> [Reading text]
Sunday, 22 September 2013

The Secret Diary of Adrian Mole aged 13 3/4

S

I found this in a charity shop in Newcastle and grabbed it. Finding this book on the cheap has been a mission of mine for years and I had no success until last week.  I have a feeling Adrian would be proud of me!
I was a bit nervous about reading this after last reading it when I was 11. 1/4 but over 30 years later I enjoyed it FAR more.  Every page was funny and even funnier as an adult and even funnier because this is my generation and my youth.  A nostalgic, bitter sweet and hilarious read.  I loved it!
Adrian is so naive.  He writes things literally without any idea of what's going on.  His parents splitting up, them arguing about who ISN'T going to get custody of Adrian. it all seems to leave Adrian unaffected. He is a misunderstood intellectual (who admits he isn't very clever.) All he wants to do is marry pandora and get a few of his poems published.
I love the bit when his Mum and creepy Mr Lucas from next door are locked in the kitchen supposedly doing DIY and Mr. Lucas tells Adrian he can't come in because the boiler is at a crucial point and his Mum has her hands full.
I love how Adrian starts reading War and Peace on a Saturday and finishes it in 1day saying it was quite good.

> [Stated problem] Reproduce the entire book review word for word. The listing is separate material with no connection to the book review.

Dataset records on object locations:
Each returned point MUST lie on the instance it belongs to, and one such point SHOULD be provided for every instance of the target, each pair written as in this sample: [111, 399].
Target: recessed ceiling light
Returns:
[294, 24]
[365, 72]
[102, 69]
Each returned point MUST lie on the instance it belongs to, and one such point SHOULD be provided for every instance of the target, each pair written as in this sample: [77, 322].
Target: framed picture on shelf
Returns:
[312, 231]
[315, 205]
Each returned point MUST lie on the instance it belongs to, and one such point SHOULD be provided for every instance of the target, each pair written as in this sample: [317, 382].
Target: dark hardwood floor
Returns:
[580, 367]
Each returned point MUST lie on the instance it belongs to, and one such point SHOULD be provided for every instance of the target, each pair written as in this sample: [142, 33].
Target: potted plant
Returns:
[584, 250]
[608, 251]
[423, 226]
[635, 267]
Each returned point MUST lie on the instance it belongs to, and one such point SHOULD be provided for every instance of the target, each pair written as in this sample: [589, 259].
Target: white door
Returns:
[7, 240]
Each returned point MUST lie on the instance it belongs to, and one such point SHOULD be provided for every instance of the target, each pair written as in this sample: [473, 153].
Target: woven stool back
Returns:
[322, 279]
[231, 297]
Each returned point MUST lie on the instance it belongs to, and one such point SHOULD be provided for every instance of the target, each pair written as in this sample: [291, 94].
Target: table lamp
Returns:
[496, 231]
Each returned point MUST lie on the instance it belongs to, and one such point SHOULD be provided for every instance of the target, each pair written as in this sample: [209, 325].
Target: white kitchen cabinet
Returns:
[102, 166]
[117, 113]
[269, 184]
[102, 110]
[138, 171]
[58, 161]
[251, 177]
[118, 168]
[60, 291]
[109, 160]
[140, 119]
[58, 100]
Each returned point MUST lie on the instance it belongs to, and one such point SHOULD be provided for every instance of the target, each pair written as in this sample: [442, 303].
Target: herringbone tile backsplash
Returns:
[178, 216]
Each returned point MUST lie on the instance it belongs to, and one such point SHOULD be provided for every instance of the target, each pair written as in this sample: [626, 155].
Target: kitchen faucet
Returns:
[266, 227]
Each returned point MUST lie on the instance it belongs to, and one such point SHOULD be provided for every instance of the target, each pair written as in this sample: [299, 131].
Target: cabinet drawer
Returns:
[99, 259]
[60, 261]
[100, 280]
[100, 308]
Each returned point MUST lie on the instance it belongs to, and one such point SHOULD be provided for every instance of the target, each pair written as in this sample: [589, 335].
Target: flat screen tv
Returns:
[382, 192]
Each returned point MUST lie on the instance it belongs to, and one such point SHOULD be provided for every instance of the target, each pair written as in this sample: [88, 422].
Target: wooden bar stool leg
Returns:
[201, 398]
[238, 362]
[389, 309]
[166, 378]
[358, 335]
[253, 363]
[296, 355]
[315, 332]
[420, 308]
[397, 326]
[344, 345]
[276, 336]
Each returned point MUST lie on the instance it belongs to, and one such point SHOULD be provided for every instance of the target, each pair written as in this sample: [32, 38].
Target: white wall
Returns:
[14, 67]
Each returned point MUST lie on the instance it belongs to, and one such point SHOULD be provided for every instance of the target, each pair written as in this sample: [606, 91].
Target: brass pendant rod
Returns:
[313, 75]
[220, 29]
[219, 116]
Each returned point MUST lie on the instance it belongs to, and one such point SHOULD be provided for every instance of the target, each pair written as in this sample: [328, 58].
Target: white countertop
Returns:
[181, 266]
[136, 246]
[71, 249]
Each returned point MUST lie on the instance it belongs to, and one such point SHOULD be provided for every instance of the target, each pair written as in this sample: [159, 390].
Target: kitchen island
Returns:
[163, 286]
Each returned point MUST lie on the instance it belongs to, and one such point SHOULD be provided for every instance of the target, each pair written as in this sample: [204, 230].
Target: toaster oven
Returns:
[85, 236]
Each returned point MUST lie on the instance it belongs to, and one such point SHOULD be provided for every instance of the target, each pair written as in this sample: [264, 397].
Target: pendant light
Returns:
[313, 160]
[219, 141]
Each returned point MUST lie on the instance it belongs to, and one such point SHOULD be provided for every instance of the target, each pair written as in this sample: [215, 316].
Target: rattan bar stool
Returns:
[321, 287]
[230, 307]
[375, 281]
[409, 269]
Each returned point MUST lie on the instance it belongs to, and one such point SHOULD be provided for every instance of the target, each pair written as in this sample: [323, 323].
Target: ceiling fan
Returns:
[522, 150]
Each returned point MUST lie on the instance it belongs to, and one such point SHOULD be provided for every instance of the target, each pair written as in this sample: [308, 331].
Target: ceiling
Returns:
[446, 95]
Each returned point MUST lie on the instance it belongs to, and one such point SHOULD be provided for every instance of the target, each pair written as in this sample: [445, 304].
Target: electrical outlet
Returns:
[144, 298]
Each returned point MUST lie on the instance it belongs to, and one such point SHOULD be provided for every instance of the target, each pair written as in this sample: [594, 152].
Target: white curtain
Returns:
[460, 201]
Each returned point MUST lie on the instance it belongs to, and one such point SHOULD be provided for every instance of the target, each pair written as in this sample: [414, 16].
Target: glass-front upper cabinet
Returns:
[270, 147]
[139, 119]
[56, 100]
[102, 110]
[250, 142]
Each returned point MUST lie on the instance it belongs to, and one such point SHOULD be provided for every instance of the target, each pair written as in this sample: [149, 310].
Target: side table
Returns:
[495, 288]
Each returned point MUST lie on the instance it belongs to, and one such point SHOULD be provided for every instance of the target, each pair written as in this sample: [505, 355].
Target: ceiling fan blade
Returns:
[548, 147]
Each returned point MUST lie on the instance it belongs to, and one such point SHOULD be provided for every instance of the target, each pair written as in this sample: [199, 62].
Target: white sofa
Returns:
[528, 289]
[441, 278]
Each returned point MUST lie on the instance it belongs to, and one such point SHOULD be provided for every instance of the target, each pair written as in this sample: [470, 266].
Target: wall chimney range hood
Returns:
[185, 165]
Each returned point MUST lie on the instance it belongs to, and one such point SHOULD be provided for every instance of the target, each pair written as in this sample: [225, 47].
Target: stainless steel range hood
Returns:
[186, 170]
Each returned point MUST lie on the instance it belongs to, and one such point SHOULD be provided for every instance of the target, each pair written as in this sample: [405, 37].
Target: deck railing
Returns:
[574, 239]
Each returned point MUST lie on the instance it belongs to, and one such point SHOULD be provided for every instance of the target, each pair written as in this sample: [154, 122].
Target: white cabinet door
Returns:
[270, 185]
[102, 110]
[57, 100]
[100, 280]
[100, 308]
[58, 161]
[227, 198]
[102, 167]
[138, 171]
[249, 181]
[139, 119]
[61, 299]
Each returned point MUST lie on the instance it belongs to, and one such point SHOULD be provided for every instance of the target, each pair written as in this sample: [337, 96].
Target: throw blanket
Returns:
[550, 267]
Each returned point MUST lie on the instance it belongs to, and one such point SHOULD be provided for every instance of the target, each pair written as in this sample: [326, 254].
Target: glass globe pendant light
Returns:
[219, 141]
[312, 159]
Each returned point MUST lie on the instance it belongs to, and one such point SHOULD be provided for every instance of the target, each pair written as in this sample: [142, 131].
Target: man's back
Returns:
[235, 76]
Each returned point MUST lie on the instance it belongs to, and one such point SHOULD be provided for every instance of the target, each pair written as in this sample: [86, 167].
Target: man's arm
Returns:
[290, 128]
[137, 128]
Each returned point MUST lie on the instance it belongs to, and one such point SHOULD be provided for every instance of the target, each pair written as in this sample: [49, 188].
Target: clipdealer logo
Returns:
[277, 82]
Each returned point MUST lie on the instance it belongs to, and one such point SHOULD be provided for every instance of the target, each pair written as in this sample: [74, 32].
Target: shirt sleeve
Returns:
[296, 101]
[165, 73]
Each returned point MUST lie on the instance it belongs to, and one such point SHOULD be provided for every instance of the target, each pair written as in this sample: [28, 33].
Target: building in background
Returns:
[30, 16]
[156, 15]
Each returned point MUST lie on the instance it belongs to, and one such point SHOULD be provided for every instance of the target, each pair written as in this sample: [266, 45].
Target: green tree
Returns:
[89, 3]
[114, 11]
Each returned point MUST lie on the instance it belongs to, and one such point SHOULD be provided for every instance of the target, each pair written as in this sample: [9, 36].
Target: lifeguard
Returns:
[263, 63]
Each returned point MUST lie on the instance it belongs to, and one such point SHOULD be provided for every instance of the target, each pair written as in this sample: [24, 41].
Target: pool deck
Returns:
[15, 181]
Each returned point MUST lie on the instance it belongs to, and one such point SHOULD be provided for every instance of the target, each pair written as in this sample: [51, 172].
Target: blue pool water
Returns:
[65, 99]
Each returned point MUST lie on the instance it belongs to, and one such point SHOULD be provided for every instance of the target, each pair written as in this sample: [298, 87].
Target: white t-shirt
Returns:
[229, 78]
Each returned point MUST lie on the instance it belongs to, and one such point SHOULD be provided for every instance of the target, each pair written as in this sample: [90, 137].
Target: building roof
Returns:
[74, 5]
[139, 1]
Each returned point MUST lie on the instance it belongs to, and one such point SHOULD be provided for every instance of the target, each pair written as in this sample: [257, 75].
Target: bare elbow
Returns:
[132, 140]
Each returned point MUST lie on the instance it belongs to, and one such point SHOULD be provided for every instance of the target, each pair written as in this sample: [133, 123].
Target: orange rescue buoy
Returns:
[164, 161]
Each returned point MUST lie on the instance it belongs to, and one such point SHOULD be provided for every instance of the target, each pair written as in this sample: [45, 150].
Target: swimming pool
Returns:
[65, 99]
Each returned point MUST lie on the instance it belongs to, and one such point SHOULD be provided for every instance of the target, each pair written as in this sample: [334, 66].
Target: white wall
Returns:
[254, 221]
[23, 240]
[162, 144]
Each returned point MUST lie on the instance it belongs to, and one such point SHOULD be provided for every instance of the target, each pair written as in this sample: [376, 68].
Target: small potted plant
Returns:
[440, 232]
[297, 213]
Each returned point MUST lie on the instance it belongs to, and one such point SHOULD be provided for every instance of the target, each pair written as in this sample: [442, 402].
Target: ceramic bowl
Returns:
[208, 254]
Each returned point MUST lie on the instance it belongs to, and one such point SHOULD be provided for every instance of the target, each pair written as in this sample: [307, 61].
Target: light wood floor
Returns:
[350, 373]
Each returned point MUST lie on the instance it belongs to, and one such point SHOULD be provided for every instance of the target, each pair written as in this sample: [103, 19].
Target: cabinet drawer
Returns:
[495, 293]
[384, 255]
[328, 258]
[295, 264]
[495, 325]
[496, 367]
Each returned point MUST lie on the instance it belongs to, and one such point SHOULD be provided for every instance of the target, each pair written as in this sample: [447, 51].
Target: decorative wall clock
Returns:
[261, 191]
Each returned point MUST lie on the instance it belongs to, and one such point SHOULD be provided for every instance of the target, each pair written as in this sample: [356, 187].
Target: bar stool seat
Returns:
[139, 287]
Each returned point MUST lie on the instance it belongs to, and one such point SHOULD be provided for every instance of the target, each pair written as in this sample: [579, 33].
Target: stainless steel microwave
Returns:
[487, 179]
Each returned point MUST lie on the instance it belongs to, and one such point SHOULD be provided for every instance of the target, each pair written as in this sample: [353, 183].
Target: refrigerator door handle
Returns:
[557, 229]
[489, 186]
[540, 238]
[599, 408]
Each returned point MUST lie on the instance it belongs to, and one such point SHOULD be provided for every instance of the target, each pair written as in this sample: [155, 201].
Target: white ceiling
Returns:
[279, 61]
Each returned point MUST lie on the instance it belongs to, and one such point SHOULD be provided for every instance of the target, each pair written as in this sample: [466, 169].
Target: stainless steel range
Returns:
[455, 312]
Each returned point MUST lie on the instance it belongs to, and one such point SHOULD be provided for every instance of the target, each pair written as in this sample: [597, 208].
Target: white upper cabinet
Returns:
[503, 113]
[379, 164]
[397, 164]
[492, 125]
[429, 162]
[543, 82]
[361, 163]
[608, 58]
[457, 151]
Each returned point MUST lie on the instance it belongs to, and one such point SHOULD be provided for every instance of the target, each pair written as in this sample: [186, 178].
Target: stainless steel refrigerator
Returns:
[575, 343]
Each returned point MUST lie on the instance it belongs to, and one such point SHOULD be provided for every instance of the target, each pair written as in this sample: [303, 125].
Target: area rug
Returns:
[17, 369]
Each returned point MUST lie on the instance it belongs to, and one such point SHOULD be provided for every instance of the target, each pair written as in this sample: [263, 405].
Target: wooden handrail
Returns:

> [Task response]
Sunday, 22 September 2013

The Secret Diary of Adrian Mole aged 13 3/4

S

I found this in a charity shop in Newcastle and grabbed it. Finding this book on the cheap has been a mission of mine for years and I had no success until last week.  I have a feeling Adrian would be proud of me!
I was a bit nervous about reading this after last reading it when I was 11. 1/4 but over 30 years later I enjoyed it FAR more.  Every page was funny and even funnier as an adult and even funnier because this is my generation and my youth.  A nostalgic, bitter sweet and hilarious read.  I loved it!
Adrian is so naive.  He writes things literally without any idea of what's going on.  His parents splitting up, them arguing about who ISN'T going to get custody of Adrian. it all seems to leave Adrian unaffected. He is a misunderstood intellectual (who admits he isn't very clever.) All he wants to do is marry pandora and get a few of his poems published.
I love the bit when his Mum and creepy Mr Lucas from next door are locked in the kitchen supposedly doing DIY and Mr. Lucas tells Adrian he can't come in because the boiler is at a crucial point and his Mum has her hands full.
I love how Adrian starts reading War and Peace on a Saturday and finishes it in 1day saying it was quite good.